**TUGAS YANG DIBERIKAN 1:**
Tuliskan kembali bagian kutipan bacaan mulai dari "Jakarta, KPonline – Faktanya, Iqbal" sampai "massa buruh kesana." tanpa mengubah satu kata pun.
**TUGAS YANG DIBERIKAN 2:**
Menurut kutipan bacaan, mengapa buruh dari daerah ikut mendesak agar upah di DKI Jakarta menjadi layak? Jawab dalam satu sampai tiga kalimat.

**KUTIPAN BACAAN:**

==============================

Fakta Tentang Said Iqbal (Bagian 2 dari 5 Tulisan)

Hingga saat ini, serikat buruh masih terus menyuarakan penolakan terhadap PP Nomor 78 Tahun 2015 tentang Pengupahan. | Foto: Tim Media FSPMI

Jakarta, KPonline – Faktanya, Iqbal memobilisasi massa buruh untuk melakukan demo di Jakarta.  Hal yang wajar dilakukan, karena Istana Negara adanya di Jakarta. Judicial review PP 78/2015 dan UU Tax Amnesty di lakukan di Mahkamah Agung dan Mahkamah Konstitusi, juga di Jakarta. Jika lembaga itu adanya di Bekasi, tentu Iqbal akan memobilisasi massa buruh kesana.

Satu hal yang perlu dicatat, demo yang dilakukan Iqbal bukan demo bayaran. Massa buruh mendanai dirinya sendiri. Serikat buruh memiliki iuran. Mereka bergerak karena dalam dirinya telah tumbuh sebuah kesadaran untuk berjuang melakukan perubahan.

Bacaan Lainnya

Tentang aksi ke Balaikota DKI Jakarta yang dilakukan buruh-buruh dari Tangerang, Bekasi, dan Bogor, bagi buruh itu adalah bentuk solidaritas lintas batas. Teritorial bukanlah sekat pembatas. Ketika melihat ketidakadilan, kaum buruh dimanapun berada, punya kewajiban untuk menyuarakan penolakan. Dalam bahasa lain, kami adalah saudara walau tak sedarah.

Jangan lupa, DKI Jakarta adalah Ibukota Negara. Ada banyak kebijakan yang terkait dengan daerah lain. Ambil contoh, tentang upah. Jika upah di DKI Jakarta rendah, maka upah di daerah juga akan cenderung rendah. Akan ada anggapan, di Ibukota Negara saja upahnya kecil, kok di daerah minta upah tinggi. Atas dasar itulah, buruh di daerah bersolidaritas dengan buruh di Jakarta untuk mendesak agar upah di Ibukota Negara menjadi layak, yang pada gilirannya akan berimbas pada upah di daerah lain.

==============================

**MATERI YANG DISEDIAKAN:**
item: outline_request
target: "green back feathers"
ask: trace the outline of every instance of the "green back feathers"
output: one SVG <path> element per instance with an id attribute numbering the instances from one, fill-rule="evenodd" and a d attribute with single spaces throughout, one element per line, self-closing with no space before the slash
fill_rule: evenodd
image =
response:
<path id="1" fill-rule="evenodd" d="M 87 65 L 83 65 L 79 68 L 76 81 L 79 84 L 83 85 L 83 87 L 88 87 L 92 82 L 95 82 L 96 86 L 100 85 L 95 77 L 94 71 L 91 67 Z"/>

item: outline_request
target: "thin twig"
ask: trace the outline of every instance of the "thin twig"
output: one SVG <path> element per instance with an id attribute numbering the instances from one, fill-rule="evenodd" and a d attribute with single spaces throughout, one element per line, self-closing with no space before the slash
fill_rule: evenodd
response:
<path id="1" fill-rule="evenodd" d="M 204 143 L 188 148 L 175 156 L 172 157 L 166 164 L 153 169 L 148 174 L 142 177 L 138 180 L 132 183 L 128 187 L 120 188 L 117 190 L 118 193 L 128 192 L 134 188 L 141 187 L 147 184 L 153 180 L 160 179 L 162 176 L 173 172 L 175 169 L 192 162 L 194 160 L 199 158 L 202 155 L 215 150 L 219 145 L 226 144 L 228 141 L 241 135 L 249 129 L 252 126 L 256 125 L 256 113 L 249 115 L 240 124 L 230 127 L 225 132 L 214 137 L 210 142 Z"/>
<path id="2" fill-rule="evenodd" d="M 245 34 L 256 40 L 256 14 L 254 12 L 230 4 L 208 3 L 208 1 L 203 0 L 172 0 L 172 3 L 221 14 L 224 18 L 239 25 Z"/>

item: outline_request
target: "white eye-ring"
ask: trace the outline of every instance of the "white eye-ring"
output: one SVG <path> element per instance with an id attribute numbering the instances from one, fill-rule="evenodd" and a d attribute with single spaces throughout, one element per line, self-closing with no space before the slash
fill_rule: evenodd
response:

==============================

**JAWABAN BENAR 1:**
Jakarta, KPonline – Faktanya, Iqbal memobilisasi massa buruh untuk melakukan demo di Jakarta.  Hal yang wajar dilakukan, karena Istana Negara adanya di Jakarta. Judicial review PP 78/2015 dan UU Tax Amnesty di lakukan di Mahkamah Agung dan Mahkamah Konstitusi, juga di Jakarta. Jika lembaga itu adanya di Bekasi, tentu Iqbal akan memobilisasi massa buruh kesana.

**JAWABAN BENAR 2:**
DKI Jakarta adalah Ibukota Negara, sehingga jika upah di sana rendah, upah di daerah juga cenderung rendah. Akan muncul anggapan bahwa di Ibukota Negara saja upahnya kecil, jadi daerah tidak pantas meminta upah tinggi. Karena itu, upah yang layak di Jakarta pada gilirannya akan berimbas pada upah di daerah lain.